Records drawn from a dataset:
= = =
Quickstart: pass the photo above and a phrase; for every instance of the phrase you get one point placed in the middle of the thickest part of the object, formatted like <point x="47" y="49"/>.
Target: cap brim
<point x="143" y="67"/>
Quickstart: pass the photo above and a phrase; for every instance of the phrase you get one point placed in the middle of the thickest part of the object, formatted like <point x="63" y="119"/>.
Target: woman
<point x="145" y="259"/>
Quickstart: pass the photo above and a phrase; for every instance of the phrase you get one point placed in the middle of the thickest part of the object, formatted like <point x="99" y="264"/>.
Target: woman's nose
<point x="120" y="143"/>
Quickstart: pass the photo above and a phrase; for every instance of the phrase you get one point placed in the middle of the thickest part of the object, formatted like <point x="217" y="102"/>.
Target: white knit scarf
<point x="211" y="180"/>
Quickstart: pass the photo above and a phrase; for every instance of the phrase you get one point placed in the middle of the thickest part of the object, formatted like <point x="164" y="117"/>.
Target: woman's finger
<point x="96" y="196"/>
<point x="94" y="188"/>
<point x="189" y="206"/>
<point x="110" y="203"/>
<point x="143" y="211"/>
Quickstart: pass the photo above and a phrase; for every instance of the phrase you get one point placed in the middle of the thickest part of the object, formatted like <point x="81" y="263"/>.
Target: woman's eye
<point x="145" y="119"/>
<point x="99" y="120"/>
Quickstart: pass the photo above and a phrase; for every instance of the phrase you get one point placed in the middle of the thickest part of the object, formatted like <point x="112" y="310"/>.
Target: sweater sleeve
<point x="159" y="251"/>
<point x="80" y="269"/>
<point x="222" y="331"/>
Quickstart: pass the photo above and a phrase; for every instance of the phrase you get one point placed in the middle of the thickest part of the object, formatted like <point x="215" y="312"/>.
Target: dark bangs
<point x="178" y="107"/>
= = =
■ **YOUR TASK**: Transcribe all the entries exactly, as they stand.

■ **PROBLEM SOLUTION**:
Quickstart: pass the photo above and a phrase; for every instance of the phrase you get one point placed in the middle of the thickest part of the object, formatted like <point x="47" y="49"/>.
Target: cap brim
<point x="143" y="67"/>
Quickstart: pass the photo above and a phrase; for every instance of the phrase you get one point placed in the middle of the thickest part of the object, formatted like <point x="63" y="119"/>.
Target: woman
<point x="145" y="259"/>
Quickstart: pass the photo above and a phrase; for every instance of the phrase you get one point placed in the middle of the thickest part of the object, formatted like <point x="99" y="264"/>.
Target: woman's nose
<point x="120" y="143"/>
Quickstart: pass the photo above and a phrase; for every instance of the phrase you get one point placed in the middle of the thickest part of the object, formatted like <point x="217" y="102"/>.
Target: white knit scarf
<point x="211" y="180"/>
Quickstart: pass the photo above and a phrase; for every instance of the phrase you get one point placed in the middle of the thickest part of the object, formatted like <point x="164" y="117"/>.
Target: woman's finger
<point x="96" y="196"/>
<point x="94" y="188"/>
<point x="189" y="206"/>
<point x="110" y="203"/>
<point x="143" y="211"/>
Quickstart: pass the photo above and a phrase; for every instance of the phrase you get one point placed in the middle of the thickest part of the object, formatted like <point x="81" y="263"/>.
Target: woman's eye
<point x="145" y="119"/>
<point x="99" y="120"/>
Quickstart: pass the photo above and a phrase; for every instance of the phrase you get one point placed in the middle of the thickest part of the object, formatted like <point x="112" y="310"/>.
Target: sweater sleeve
<point x="159" y="251"/>
<point x="80" y="269"/>
<point x="222" y="331"/>
Quickstart: pass the photo above and a phrase; for every instance of the phrase you get one point placed in the middle of the thickest part of the object, formatted like <point x="215" y="312"/>.
Target: dark bangs
<point x="178" y="107"/>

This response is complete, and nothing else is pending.